PROMPT -
Set the whole listing down again, word for word, with no pictures.

───── PROVIDED ENTRIES

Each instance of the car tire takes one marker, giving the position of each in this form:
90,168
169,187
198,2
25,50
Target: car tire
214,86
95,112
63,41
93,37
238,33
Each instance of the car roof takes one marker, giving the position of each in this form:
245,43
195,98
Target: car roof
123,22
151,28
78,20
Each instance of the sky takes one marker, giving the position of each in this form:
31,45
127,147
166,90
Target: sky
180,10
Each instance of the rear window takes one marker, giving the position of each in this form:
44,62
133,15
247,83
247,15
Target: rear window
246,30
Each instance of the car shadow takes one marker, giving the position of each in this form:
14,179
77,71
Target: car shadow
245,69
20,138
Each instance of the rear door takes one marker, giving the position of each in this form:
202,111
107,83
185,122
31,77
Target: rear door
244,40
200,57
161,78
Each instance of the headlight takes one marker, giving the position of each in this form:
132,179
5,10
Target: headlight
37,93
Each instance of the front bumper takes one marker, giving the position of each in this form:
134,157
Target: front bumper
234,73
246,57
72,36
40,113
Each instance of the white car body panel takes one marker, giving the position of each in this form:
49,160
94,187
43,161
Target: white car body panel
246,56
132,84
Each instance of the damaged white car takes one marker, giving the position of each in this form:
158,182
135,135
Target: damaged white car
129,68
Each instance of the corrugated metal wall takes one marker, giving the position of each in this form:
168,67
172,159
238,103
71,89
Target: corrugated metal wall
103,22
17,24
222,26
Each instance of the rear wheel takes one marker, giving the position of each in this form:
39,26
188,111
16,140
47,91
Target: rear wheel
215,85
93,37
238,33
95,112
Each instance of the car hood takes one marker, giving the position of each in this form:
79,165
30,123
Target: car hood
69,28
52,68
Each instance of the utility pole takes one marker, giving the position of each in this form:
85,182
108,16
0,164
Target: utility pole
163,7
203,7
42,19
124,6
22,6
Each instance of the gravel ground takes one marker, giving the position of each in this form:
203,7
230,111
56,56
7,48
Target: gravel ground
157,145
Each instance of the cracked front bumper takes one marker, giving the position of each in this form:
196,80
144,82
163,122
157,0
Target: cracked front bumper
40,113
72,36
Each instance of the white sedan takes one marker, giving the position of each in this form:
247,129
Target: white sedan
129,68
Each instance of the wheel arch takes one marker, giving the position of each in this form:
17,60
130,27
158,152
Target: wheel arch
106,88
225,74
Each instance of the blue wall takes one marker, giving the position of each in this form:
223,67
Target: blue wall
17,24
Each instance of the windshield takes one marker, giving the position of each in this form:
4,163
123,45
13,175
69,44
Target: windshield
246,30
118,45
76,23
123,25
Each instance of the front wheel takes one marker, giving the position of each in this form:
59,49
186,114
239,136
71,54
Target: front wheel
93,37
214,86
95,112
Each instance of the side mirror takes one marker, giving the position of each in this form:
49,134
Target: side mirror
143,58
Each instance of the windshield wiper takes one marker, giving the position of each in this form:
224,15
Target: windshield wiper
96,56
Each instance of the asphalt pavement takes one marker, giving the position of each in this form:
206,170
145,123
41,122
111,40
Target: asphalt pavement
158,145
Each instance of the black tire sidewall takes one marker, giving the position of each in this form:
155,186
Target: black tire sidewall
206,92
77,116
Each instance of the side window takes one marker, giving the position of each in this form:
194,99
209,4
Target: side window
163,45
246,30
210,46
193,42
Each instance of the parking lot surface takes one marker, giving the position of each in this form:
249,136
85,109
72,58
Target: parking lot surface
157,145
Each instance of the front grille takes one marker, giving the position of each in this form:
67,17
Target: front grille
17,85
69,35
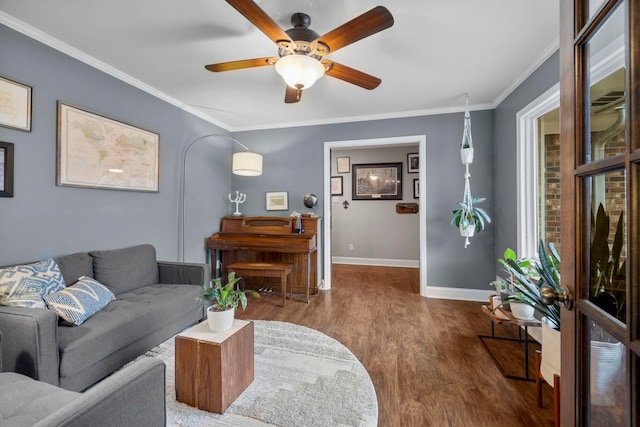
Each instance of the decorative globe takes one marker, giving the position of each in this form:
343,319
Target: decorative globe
310,200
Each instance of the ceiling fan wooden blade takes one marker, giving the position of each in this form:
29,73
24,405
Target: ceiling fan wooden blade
260,19
369,23
238,65
351,75
292,95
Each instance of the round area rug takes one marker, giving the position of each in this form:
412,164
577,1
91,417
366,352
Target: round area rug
302,378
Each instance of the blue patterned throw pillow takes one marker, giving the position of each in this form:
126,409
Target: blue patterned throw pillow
78,302
26,285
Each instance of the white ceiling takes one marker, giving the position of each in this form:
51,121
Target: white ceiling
436,51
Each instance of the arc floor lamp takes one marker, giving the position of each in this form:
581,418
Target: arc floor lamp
244,163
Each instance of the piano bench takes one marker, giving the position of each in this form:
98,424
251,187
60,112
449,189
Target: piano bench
263,269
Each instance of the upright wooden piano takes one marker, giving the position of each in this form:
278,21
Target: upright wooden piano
271,239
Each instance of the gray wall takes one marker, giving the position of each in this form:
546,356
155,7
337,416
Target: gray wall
294,162
505,138
44,220
373,226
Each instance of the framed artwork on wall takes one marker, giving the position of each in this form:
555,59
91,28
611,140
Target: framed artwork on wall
413,163
6,169
97,152
277,201
377,181
15,105
343,164
336,186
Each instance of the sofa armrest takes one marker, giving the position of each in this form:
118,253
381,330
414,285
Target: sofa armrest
30,343
184,273
133,396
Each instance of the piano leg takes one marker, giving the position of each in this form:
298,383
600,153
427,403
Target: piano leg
307,266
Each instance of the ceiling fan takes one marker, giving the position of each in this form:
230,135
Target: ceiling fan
301,51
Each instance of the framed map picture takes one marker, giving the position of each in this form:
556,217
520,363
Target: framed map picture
98,152
15,105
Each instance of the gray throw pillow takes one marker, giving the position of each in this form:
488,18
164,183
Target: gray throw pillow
123,270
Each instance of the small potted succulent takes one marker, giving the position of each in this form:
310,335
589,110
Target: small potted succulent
224,300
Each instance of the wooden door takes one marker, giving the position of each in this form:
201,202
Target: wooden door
600,158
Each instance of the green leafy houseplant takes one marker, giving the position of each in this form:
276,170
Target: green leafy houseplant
469,214
608,266
527,282
225,297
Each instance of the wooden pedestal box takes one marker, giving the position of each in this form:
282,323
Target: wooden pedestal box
213,368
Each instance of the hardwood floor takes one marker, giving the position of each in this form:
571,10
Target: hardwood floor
424,356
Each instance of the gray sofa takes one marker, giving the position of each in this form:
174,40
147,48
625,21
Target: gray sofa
154,301
26,402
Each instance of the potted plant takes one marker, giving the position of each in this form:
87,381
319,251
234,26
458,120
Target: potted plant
224,301
469,218
527,282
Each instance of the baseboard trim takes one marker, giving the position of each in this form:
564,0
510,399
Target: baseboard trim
461,294
383,262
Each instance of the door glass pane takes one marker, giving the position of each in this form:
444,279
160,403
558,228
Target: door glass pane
593,6
607,378
606,96
608,246
548,183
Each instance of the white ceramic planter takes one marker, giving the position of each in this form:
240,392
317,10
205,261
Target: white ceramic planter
220,321
521,311
469,231
550,362
466,156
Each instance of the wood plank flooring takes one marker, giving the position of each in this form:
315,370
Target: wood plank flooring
424,356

──────────

TASK OUTPUT -
Each instance of the car tire takes one marker, giving the position of each in this form:
90,168
169,187
198,2
25,50
Target: car tire
214,86
95,112
63,41
93,37
238,33
Each instance of the car roof takes one marker, giving the position of each in this form:
245,43
195,98
Target: car roof
123,22
151,28
78,20
Each instance of the sky takes one marker, giving the position of each in this form:
31,45
127,147
166,90
Target: sky
180,10
Each instance of the rear window takes one marker, giving the position of each in this form:
44,62
133,15
247,83
247,15
Target: rear window
246,30
Each instance of the car shadow takes one marker, giving the position of each in this form:
14,179
77,71
Target: car shadow
245,69
20,138
Each instance of the rear door takes one marker, giving the position of each in this form:
202,111
107,83
185,122
31,77
Target: rear door
244,40
200,57
161,78
Each instance of the headlight takes one marker, giving the position of each in this form:
132,179
5,10
Target: headlight
37,93
Each instance of the front bumper takes one marker, giving the position of each in this form:
134,157
Target: front bumper
234,73
246,57
72,36
40,113
Each instance of the white car body panel takes one marker, giving the position of each in this form:
49,160
94,187
43,161
Target: white car body panel
246,56
132,84
Each instance of the damaged white car takes one marker, giving the position of each in this form:
158,182
135,135
Target: damaged white car
129,68
Each instance of the corrugated metal wall takes one marker, giving the position of each in this form:
168,67
172,159
238,103
71,89
Target: corrugated metal wall
103,22
17,24
222,26
Each instance of the rear wheel takes one marker, giving the position of each in this form:
39,26
188,111
16,140
47,91
Target: rear wheel
215,85
93,37
238,33
95,112
Each instance of the car hood takes one marker, giving the position of each in this form:
79,165
30,123
Target: car hood
69,28
52,68
Each instance of the utility pole takes one marker, giving the position of each in this form:
85,182
108,16
0,164
Target: utility pole
163,7
203,7
42,19
124,6
22,6
Each instance of the gravel ground takes one marker, giving the position of each in this form:
203,7
230,111
56,56
7,48
Target: gravel ground
157,145
Each instance of the cracked front bumper takes one marker, giving the position of each in this form:
196,80
144,82
163,122
157,0
Target: cracked front bumper
40,113
72,36
Each instance of the white sedan takes one marker, giving the position of each in this form:
247,129
Target: white sedan
129,68
Each instance of the wheel arch takes one marker, giving the position of each in this form:
17,60
130,27
158,152
Target: wheel arch
106,88
225,74
Each instance of the blue wall takes one marker, giving the position of each in this form:
223,67
Target: blue wall
17,24
Each instance of the windshield takes one marker, giving the position of each in this form:
4,163
123,45
13,175
69,44
Target: windshield
246,30
118,45
76,23
123,25
Each instance of the front wheel takes one marker, giving the position of each in this form:
59,49
186,114
239,136
71,54
Target: front wheel
93,37
214,86
95,112
Each instance of the side mirror takes one marker, giving the position of each in this form:
49,134
Target: side mirror
143,58
Each instance of the windshield wiper takes one marker, giving the position of each in this form:
224,15
Target: windshield wiper
96,56
Each instance of the asphalt pavement takes one marker, giving the position of each in this form:
206,170
145,123
41,122
111,40
Target: asphalt pavement
158,145
Each instance of the black tire sidewall takes one marker, giving the position of each in this form:
155,186
Target: black tire sidewall
206,92
77,116
Each instance of the side window takes one marker, giving the position of each in this form:
194,99
209,4
Target: side window
163,45
246,30
210,46
193,42
Each instance of the parking lot surface takes one marker, giving the position of each in this form:
249,136
85,109
72,58
Target: parking lot surface
157,145
Each instance of the front grille takes one marker, giving the position of each in this form:
67,17
Target: front grille
17,85
69,35
Each instance of the decorative globe takes one marker, giving the position of each in this form:
343,319
Target: decorative globe
310,200
Each instance of the ceiling fan wooden blade takes one marker, giving the position of each in this form:
29,73
24,405
Target: ceiling fan wooden blade
260,19
369,23
238,65
351,75
292,95
Each instance of the round area rug takes one marker, giving the position of each in this form:
412,164
577,1
91,417
366,352
Target: round area rug
302,378
Each instance of the blue patterned throw pillow takes one marker, giving the position of each in this form:
126,409
Target: blue patterned throw pillow
78,302
26,285
Each instance of the white ceiling takes one marker, giving the position of each in this form:
51,121
Target: white ceiling
436,51
Each instance of the arc floor lamp takes one marker, giving the position of each in this form:
581,418
Target: arc floor lamp
244,163
Each instance of the piano bench takes one marker, giving the position of each in this form:
98,424
251,187
60,112
449,189
Target: piano bench
263,269
Each instance of the upright wooden piano takes one marker, giving the position of each in this form:
278,21
Target: upright wooden piano
271,239
Each instance of the gray wall takes one marker, giving the position of each in this form:
546,356
155,7
337,416
Target: gray wall
294,162
505,138
44,220
373,226
Each instance of the framed artwork on wall takes one marker, giving the position of each in this form:
555,59
91,28
611,140
Target: framed artwork on wall
413,163
6,169
97,152
277,201
377,181
15,105
343,164
336,186
Each instance of the sofa armrest takes one marker, giving the position of each in this form:
118,253
381,330
414,285
Target: sofa armrest
30,343
184,273
133,396
Each instance of the piano leg takes one marker, giving the position of each in this form:
298,383
600,153
427,403
Target: piano leg
307,266
Each instance of the ceiling fan takes one marker, giving the position of each in this form:
230,135
Target: ceiling fan
301,51
Each instance of the framed map picture takes one marker, giving the position of each in this form:
556,217
520,363
Target: framed map picture
98,152
15,105
Each instance of the gray throw pillow takes one marker, giving the position of each in this form:
488,18
164,183
Target: gray throw pillow
123,270
Each instance of the small potted succulent takes one marker, giving the position of each in this form:
310,335
589,110
Target: small potted succulent
224,300
Each instance of the wooden door takes one marker, giving the position of each in this form:
201,202
Target: wooden door
600,158
Each instance of the green leafy houseplant takes one marker, giving the position of each in this form:
276,170
Target: green leafy houseplant
469,214
608,266
527,282
225,297
Each instance of the wooden pedestal box takes one marker, giving the position of each in this form:
282,323
Target: wooden pedestal box
213,368
Each instance of the hardwood floor takes one marker, giving the position of each in this form:
571,10
Target: hardwood floor
424,356
Each instance of the gray sofa takes one marker, giving the position of each in this form:
174,40
147,48
625,21
Target: gray sofa
154,301
26,402
Each instance of the potted plant takes one marker, giving the position of each in this form:
87,381
319,251
234,26
458,120
Target: potted plant
224,301
469,218
527,282
Each instance of the baseboard trim takes one marker, giving the position of each in this form:
564,0
510,399
Target: baseboard trim
461,294
383,262
Each instance of the door glass pane takes one marker, giving the position of each in this form:
444,279
160,403
558,228
Target: door glass pane
593,6
607,378
606,96
608,246
548,183
Each instance of the white ceramic planter takes one marker, giving the position of each in this form:
240,392
317,10
205,261
Target: white ceramic planter
220,321
521,311
469,231
550,362
466,156
Each instance of the wood plank flooring takes one marker, giving the position of each in this form:
315,370
Target: wood plank flooring
424,356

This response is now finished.